→ Records
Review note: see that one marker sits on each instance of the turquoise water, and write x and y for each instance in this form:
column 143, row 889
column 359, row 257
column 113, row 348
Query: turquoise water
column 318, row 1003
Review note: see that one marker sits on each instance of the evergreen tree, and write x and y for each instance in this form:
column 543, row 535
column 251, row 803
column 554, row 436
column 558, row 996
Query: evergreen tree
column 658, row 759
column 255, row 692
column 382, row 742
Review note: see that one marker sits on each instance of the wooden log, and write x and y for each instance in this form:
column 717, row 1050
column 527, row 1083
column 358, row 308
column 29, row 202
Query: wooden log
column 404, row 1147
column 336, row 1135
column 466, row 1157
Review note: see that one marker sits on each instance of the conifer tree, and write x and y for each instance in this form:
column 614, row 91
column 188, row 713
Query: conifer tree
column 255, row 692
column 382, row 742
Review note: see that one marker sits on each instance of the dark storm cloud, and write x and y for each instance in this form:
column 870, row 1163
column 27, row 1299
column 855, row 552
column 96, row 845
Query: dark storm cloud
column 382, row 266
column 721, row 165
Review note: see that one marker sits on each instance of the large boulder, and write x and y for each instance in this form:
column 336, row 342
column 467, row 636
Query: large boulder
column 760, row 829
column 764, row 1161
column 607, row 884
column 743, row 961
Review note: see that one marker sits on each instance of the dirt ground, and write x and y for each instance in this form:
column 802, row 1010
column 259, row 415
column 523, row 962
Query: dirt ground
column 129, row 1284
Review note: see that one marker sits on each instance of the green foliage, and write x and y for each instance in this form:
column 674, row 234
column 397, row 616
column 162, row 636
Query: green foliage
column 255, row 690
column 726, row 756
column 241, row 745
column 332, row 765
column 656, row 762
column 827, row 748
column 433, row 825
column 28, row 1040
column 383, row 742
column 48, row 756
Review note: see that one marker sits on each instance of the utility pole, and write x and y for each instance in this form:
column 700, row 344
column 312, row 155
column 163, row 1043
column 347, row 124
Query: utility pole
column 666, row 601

→ What to produce
Copy the material above, line for line.

→ Solution to the problem
Review note: see that one marker sits on each instance of the turquoise water, and write x and y for each instance in this form:
column 143, row 889
column 359, row 257
column 113, row 348
Query: turquoise water
column 318, row 1003
Review note: see that one marker sits on each instance of the evergreen tree, and write x and y for each instance in this form:
column 543, row 535
column 251, row 803
column 554, row 436
column 558, row 996
Query: evergreen tree
column 658, row 759
column 255, row 692
column 382, row 742
Review note: see that one marker sits on each instance of the wooden log, and write x and y for each instance in this form:
column 717, row 1050
column 527, row 1083
column 358, row 308
column 29, row 202
Query: wooden log
column 404, row 1147
column 336, row 1135
column 466, row 1157
Review note: see that one marker sits on each instance of the conifer tree, and write x and y for each instance in this form:
column 614, row 91
column 188, row 713
Query: conifer tree
column 255, row 692
column 382, row 742
Review note: see that one marker sits on each instance of the dark storm cloud, and write x and y for each instance in this form:
column 870, row 1163
column 27, row 1299
column 855, row 552
column 96, row 845
Query: dark storm cloud
column 382, row 266
column 721, row 165
Review note: see that one marker sits on each instance of the large boulder, and write x and y for each instance in this form:
column 336, row 342
column 467, row 636
Query: large boulder
column 760, row 829
column 764, row 1161
column 607, row 884
column 743, row 961
Review note: see that one marker sits on each instance of the dirt ground, and write x and y for each instance in this form:
column 802, row 1010
column 259, row 415
column 523, row 962
Query: dirt ground
column 129, row 1284
Review note: see that one marker sits on each instance of the green foliage, and write x and y for each instance in this form:
column 674, row 234
column 397, row 616
column 162, row 636
Query: green foliage
column 255, row 690
column 726, row 756
column 241, row 745
column 332, row 765
column 656, row 762
column 827, row 748
column 433, row 825
column 28, row 1040
column 383, row 742
column 48, row 756
Review note: see that one marker sits on each instance of the utility pole, and write x and y for each instance in this form:
column 700, row 344
column 312, row 155
column 163, row 1043
column 347, row 124
Query: utility pole
column 666, row 601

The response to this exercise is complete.